*The exercise:* Reproduce verbatim every line of the listing below, from the line containing "Each instance of the dense" through the final line of the listing, inclusive.

*Stored records:*
────

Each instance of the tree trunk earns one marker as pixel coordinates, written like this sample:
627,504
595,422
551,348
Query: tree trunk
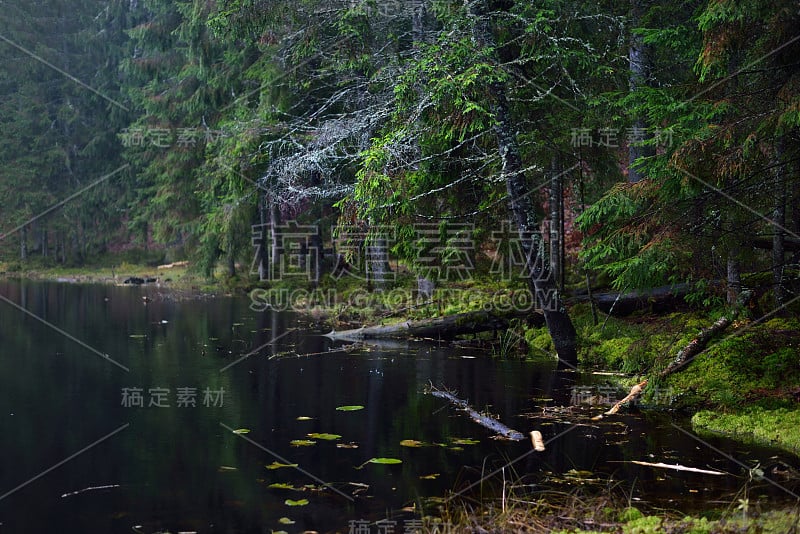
274,268
377,261
23,243
540,279
778,225
441,328
734,278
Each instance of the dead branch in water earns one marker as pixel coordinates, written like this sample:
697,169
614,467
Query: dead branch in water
482,419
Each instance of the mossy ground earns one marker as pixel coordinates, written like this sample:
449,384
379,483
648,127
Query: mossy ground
570,514
746,384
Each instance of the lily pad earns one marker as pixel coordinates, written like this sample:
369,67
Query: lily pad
281,485
278,465
325,436
382,461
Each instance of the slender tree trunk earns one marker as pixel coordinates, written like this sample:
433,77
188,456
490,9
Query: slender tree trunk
637,77
734,278
274,268
779,223
23,244
556,223
540,279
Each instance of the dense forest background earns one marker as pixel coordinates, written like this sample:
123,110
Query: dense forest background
653,142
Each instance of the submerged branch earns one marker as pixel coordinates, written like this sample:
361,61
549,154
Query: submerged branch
482,419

────

*Problem solution:*
Each instance of the dense forest background earns one marker as pixel coordinates, written like this sample:
123,110
Query: dense forest background
653,142
Each instance of the submerged branch earns one marker as pixel coordinates, written like this sample:
361,61
549,154
Query: submerged branch
482,419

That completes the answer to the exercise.